-- BEREITGESTELLTES MATERIAL --
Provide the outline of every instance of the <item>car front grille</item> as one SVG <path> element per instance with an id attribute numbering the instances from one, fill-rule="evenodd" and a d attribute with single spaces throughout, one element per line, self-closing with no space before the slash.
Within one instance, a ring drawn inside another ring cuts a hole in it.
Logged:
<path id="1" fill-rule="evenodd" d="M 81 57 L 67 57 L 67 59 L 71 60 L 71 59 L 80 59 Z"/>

==

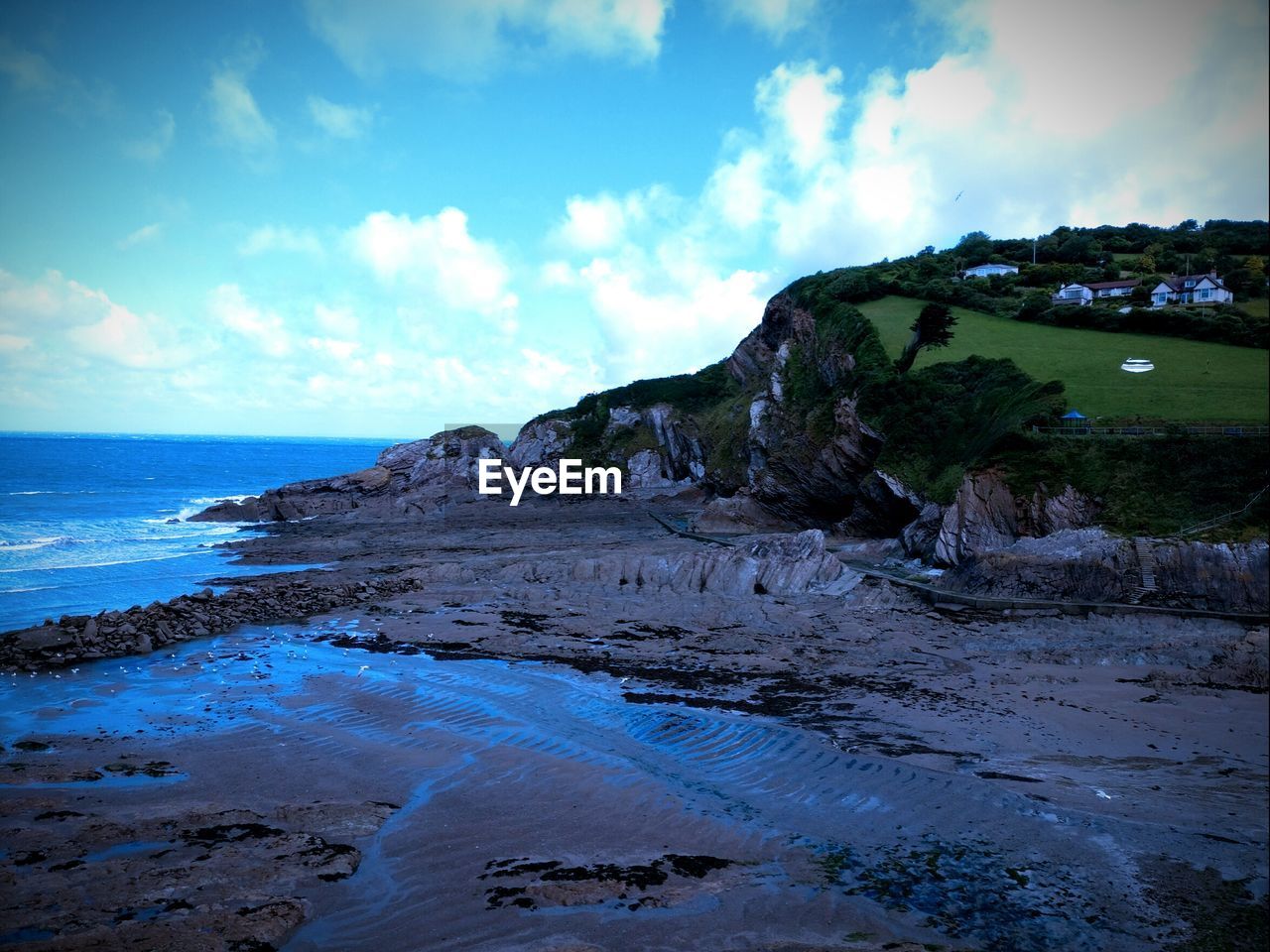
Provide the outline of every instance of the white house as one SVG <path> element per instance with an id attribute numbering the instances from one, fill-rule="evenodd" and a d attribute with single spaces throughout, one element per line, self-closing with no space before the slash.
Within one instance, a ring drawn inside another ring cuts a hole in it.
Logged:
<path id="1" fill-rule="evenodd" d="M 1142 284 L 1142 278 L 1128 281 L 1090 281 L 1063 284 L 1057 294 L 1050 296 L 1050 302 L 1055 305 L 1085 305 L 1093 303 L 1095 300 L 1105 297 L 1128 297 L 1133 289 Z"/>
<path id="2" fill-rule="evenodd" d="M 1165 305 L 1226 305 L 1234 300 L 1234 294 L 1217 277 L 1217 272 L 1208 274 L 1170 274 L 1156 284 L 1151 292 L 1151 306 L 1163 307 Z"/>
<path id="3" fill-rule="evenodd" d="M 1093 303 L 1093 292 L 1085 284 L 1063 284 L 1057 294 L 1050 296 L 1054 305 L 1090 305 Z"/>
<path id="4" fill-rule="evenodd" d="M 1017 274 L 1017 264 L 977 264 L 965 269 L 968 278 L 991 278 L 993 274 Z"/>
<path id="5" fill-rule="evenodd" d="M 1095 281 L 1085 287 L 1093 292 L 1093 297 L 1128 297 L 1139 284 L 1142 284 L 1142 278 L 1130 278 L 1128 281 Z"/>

-- ARBEITSANWEISUNG --
Übertrage bitte aus dem Material oben die Zeilen von der mit „Provide the outline of every instance of the white“ bis einschließlich der mit „1095 281 L 1085“ Zeichen für Zeichen.

-- LÖSUNG --
Provide the outline of every instance of the white house as one SVG <path> element per instance with an id attribute numbering the instances from one, fill-rule="evenodd" and a d attribute with single spaces throughout, one element per line, self-closing with no space before the slash.
Within one instance, a ring drawn inside another ring cuts a hole in it.
Logged:
<path id="1" fill-rule="evenodd" d="M 1142 284 L 1142 278 L 1128 281 L 1090 281 L 1063 284 L 1057 294 L 1050 296 L 1050 302 L 1055 305 L 1085 305 L 1093 303 L 1095 300 L 1105 297 L 1128 297 L 1133 289 Z"/>
<path id="2" fill-rule="evenodd" d="M 1165 305 L 1226 305 L 1234 300 L 1234 294 L 1217 277 L 1217 272 L 1208 274 L 1170 274 L 1156 284 L 1151 292 L 1151 306 L 1163 307 Z"/>
<path id="3" fill-rule="evenodd" d="M 1093 303 L 1093 292 L 1085 284 L 1063 284 L 1057 294 L 1050 296 L 1054 305 L 1090 305 Z"/>
<path id="4" fill-rule="evenodd" d="M 1017 274 L 1017 264 L 977 264 L 965 269 L 968 278 L 991 278 L 993 274 Z"/>
<path id="5" fill-rule="evenodd" d="M 1095 281 L 1085 287 L 1093 292 L 1093 297 L 1128 297 L 1139 284 L 1142 284 L 1142 278 L 1130 278 L 1128 281 Z"/>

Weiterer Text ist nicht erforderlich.